• [PAGE TEXT]
"""

The Exchanged Common Stock and the Exchanged Warrants are referred to
as the "IBX Securities".
(B) The exchange is being effected without registration under the
Securities Act or the Florida Act, based on the exemption from
registration provided by the Exchange Exemption and the Florida
Exemption.
(C) As a material inducement to IBX' consideration of the CFST's offer to
effect the exchange, the CFST represents, warrants and covenants to
IBX, as follows:
(1) The CFST acknowledges that it has, based on its own
substantial experience, the ability to evaluate the
transactions contemplated hereby and the merits and risks
thereof in general and the suitability of the transaction for
it in particular;
(2) The CFST understands that the offer and issuance of IBX
Securities is being made in reliance on the CFST's
representation that it has reviewed IBX' Exchange Act Reports,
and is familiar with the information disclosed therein,
including that contained in exhibits filed with such reports.

"""

• [DATASET CONTENT]
"""

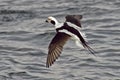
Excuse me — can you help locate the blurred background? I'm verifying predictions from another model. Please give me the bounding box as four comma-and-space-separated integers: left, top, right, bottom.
0, 0, 120, 80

"""

• [TASKS]
**a.** Answer each question from the IBX exchange passage, one per line, marked (i), (ii), (iii).
(i) What are the Exchanged Common Stock and the Exchanged Warrants together called?
(ii) Registration under which two acts is the exchange being effected without?
(iii) Whose Exchange Act Reports does the CFST represent it has reviewed?
**b.** Extend the IBX exchange passage past its final sentence.

• [ANSWERS TO THE TASKS]
**a.**
(i) The "IBX Securities".
(ii) The Securities Act and the Florida Act.
(iii) IBX'.

**b.**
(3) The CFST is fully aware of the material risks associated with
being an investor in IBX and confirms that it was previously
informed that all documents, records and books pertaining to
this investment have been available from IBX and that all
documents, records and books pertaining to this transaction
requested by it have been made available to it;
(4) The CFST has had an opportunity to ask questions of and
receive answers from the officers of IBX concerning the terms
and conditions of this Agreement and the transactions
contemplated hereby, as well as the affairs of IBX and related
matters;
(5) The CFST has had an opportunity to obtain additional
information necessary to verify the accuracy of the
information referred to in subparagraphs (1), (2), (3) and (4)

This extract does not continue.